[Referring expression pointing data]
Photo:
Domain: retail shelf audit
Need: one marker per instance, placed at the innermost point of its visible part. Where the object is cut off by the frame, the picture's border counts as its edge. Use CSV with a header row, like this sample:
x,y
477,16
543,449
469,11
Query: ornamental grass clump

__YOUR OBJECTIVE__.
Your reply must be a faithful copy of each entry above.

__SOLUTION__.
Photo:
Domain: retail shelf audit
Need: one marker per instance, placed at the innermost point of its visible part. Where the object is cut off by the frame, the picture's border counts as its edge. Use CSV with a header row, like this sample:
x,y
477,16
543,449
469,11
Query: ornamental grass clump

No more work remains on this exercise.